● **Written instruction**: Write out the data below line for line, with no changes.

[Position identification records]
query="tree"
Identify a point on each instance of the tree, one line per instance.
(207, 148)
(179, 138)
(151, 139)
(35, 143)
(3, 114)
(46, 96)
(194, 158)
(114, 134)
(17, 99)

● **Task response**:
query="tree"
Identify a point on each instance of the tree, one line per instance.
(207, 148)
(179, 138)
(151, 139)
(35, 143)
(3, 114)
(46, 96)
(194, 158)
(114, 134)
(17, 99)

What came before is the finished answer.